- _SOURCE PASSAGE_:
————
# Sun rise/set for camps in GC



## okieboater (Oct 19, 2004)

I believe Grand Canyon Private Boaters Assoc GCPBA has this information on their web site some where in their information section.

do a google search to get the web site link


----------



## climbdenali (Apr 2, 2006)

Here's a http://www.ceibaadventures.com/pdf/Boatmans_Almanac-3.pdf link to the list I've used. It's dated, but fairly accurate- horizons and the suns path haven't shifted that much...

Some names are different. If you've got specific camps in mind I've been the last three years in winter, so I've got a pretty good idea about sunny camps. There are some sections that are just tough to find sun, but if you plan ahead you should be able to get at least some sun wherever you camp. Have fun!


----------



## jmacn (Nov 20, 2010)

Thanks for the link. Sometimes a new thread is more fun than a google search. This is a small trip, so if anyone has any obscure, "I couldn't believe how early/late we had sun!" place to be, I'd be glad to hear about it.
Cheers!


----------



## richp (Feb 27, 2005)

Hi Jmacn,

Okieboater has you moving in the right direction. It's on the GCPBA listserv, in the Files section.

Go to Yahoo Groups and scroll down to the "Boatman's Almanac pamphlet no pictures" file for that information. 

Hope this helps.

Rich Phillips
Secretary, GCPBA


----------



## Tom Martin (Dec 5, 2004)
————
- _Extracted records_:
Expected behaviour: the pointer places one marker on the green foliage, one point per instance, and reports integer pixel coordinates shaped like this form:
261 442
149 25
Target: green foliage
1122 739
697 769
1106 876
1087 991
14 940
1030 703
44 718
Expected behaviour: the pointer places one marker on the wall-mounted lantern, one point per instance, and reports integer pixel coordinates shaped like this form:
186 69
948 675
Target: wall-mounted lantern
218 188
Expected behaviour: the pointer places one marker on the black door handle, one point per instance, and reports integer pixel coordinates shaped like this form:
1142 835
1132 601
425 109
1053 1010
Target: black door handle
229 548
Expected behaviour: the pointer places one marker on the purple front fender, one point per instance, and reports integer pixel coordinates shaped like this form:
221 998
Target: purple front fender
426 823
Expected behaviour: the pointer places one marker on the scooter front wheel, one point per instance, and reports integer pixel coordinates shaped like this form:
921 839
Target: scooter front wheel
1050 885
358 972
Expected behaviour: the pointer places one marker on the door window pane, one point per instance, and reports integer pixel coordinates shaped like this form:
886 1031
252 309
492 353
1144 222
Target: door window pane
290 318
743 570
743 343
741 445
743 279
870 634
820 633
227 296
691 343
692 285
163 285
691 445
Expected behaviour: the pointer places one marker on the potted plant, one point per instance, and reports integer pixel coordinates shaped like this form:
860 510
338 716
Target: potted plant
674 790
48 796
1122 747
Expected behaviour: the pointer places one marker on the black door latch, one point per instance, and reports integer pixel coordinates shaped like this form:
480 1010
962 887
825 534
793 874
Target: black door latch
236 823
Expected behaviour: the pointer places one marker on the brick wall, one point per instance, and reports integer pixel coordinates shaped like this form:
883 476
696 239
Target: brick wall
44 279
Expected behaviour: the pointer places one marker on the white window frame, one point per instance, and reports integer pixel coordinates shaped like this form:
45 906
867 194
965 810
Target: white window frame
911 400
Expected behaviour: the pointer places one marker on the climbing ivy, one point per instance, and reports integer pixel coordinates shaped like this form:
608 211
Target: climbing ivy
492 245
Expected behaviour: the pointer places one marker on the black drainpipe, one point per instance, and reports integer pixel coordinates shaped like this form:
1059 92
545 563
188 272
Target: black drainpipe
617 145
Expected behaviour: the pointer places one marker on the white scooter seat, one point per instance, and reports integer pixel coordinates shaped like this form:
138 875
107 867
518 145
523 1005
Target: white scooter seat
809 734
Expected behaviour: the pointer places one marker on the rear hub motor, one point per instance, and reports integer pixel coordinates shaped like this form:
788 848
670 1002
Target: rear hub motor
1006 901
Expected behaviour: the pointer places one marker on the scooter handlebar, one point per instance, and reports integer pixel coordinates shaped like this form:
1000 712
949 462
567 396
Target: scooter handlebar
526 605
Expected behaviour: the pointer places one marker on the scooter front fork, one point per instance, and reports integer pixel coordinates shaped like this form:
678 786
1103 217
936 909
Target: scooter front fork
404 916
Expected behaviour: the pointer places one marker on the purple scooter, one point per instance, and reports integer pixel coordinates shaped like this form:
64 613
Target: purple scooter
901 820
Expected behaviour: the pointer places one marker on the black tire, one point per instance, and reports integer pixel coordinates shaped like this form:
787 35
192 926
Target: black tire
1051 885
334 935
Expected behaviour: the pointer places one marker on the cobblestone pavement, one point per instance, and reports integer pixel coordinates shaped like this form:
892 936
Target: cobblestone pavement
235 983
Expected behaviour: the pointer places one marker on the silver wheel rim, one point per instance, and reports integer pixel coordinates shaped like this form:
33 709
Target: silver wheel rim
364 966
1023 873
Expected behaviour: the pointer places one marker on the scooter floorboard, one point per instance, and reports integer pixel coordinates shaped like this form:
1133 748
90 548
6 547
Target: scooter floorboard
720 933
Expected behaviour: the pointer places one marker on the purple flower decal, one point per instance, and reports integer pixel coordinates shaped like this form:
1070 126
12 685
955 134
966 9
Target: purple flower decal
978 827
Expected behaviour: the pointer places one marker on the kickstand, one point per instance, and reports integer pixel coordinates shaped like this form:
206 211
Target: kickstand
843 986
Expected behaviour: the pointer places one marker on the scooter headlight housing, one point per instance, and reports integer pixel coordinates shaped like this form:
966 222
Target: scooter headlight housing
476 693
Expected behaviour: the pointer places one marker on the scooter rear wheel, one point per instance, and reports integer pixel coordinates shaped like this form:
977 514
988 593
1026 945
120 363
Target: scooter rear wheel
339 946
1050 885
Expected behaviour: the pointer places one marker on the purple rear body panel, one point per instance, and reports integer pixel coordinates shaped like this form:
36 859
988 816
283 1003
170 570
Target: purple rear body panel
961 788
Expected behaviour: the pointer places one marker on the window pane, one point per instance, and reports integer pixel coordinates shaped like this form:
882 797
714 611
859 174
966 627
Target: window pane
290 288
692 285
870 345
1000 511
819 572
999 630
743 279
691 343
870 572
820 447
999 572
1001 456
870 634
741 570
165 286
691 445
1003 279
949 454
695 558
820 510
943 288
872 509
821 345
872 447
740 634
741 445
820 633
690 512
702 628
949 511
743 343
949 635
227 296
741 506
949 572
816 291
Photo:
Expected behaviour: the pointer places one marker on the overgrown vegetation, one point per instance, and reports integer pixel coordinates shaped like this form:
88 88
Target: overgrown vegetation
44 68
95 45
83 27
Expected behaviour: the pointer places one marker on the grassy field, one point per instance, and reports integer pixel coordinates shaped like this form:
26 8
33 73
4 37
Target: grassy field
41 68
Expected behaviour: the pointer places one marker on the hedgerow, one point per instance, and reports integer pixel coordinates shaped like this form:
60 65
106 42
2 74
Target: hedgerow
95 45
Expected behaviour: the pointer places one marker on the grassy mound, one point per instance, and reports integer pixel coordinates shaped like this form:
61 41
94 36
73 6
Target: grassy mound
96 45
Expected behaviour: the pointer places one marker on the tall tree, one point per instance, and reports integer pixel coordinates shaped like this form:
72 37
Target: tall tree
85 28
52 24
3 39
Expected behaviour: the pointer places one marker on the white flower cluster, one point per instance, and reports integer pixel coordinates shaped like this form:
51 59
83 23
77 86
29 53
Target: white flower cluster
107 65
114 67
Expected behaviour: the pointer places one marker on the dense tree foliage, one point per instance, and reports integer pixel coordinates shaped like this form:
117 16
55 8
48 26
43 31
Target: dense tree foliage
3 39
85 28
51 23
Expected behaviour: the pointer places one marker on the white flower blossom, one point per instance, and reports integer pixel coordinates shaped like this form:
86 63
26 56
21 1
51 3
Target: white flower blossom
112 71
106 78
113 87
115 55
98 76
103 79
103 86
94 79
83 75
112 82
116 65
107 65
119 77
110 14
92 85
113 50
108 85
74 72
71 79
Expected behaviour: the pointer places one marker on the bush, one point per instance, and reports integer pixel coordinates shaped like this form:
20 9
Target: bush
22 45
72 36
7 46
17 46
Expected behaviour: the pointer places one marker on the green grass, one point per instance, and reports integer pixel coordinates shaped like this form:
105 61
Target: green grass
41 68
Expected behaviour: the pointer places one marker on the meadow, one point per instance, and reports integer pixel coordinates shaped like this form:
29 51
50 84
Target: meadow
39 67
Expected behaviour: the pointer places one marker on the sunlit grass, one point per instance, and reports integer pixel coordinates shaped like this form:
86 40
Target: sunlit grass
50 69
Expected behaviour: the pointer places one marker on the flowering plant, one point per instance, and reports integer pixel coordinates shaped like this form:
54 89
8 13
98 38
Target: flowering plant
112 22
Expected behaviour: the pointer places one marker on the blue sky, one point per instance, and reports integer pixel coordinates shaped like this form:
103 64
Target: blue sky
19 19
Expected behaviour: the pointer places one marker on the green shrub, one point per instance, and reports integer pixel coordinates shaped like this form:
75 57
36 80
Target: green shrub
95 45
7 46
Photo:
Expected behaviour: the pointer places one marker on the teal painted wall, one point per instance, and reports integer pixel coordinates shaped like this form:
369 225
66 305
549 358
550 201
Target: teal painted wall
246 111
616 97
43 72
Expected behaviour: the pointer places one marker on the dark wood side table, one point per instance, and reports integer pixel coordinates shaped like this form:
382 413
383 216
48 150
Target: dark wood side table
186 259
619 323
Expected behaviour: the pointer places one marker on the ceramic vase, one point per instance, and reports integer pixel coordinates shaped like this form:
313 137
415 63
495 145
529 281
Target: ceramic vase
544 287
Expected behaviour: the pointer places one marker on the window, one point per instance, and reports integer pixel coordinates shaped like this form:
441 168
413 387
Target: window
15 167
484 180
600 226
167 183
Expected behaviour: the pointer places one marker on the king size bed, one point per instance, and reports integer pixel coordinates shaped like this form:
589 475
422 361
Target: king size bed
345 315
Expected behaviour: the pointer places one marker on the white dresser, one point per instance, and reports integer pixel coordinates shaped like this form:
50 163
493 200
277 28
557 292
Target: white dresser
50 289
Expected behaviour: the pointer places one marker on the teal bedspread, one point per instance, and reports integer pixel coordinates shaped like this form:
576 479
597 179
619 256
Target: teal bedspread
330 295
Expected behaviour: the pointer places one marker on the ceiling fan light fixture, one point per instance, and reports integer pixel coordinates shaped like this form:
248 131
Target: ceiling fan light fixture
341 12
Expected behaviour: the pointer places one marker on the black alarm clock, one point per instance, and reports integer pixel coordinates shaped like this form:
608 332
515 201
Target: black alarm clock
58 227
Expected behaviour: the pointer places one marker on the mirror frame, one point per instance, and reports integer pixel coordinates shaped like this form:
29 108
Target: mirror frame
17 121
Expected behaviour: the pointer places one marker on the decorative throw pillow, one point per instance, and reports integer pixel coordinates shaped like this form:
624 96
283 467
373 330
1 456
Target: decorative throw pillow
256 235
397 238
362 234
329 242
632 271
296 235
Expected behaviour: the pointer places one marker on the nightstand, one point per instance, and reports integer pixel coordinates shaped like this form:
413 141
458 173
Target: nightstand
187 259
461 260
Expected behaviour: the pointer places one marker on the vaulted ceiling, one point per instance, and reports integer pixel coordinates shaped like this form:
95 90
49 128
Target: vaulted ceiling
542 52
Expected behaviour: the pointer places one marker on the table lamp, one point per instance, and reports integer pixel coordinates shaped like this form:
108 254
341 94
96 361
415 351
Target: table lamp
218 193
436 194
————
- _WRITTEN REQUEST A_: Quote the forum thread from "I believe Grand" up to and including "camp. Have fun!".
- _WRITTEN REQUEST B_: Print the rows from the line with "Expected behaviour: the pointer places one marker on the mirror" up to and including the last line of the rows.

- _EXPECTED OUTPUT A_:
I believe Grand Canyon Private Boaters Assoc GCPBA has this information on their web site some where in their information section.

do a google search to get the web site link


----------



## climbdenali (Apr 2, 2006)

Here's a http://www.ceibaadventures.com/pdf/Boatmans_Almanac-3.pdf link to the list I've used. It's dated, but fairly accurate- horizons and the suns path haven't shifted that much...

Some names are different. If you've got specific camps in mind I've been the last three years in winter, so I've got a pretty good idea about sunny camps. There are some sections that are just tough to find sun, but if you plan ahead you should be able to get at least some sun wherever you camp. Have fun!

- _EXPECTED OUTPUT B_:
Expected behaviour: the pointer places one marker on the mirror frame, one point per instance, and reports integer pixel coordinates shaped like this form:
29 108
Target: mirror frame
17 121
Expected behaviour: the pointer places one marker on the decorative throw pillow, one point per instance, and reports integer pixel coordinates shaped like this form:
624 96
283 467
373 330
1 456
Target: decorative throw pillow
256 235
397 238
362 234
329 242
632 271
296 235
Expected behaviour: the pointer places one marker on the nightstand, one point per instance, and reports integer pixel coordinates shaped like this form:
413 141
458 173
Target: nightstand
187 259
461 260
Expected behaviour: the pointer places one marker on the vaulted ceiling, one point per instance, and reports integer pixel coordinates shaped like this form:
95 90
49 128
Target: vaulted ceiling
542 52
Expected behaviour: the pointer places one marker on the table lamp, one point per instance, and reports integer pixel coordinates shaped like this form:
108 254
341 94
96 361
415 351
Target: table lamp
218 193
436 194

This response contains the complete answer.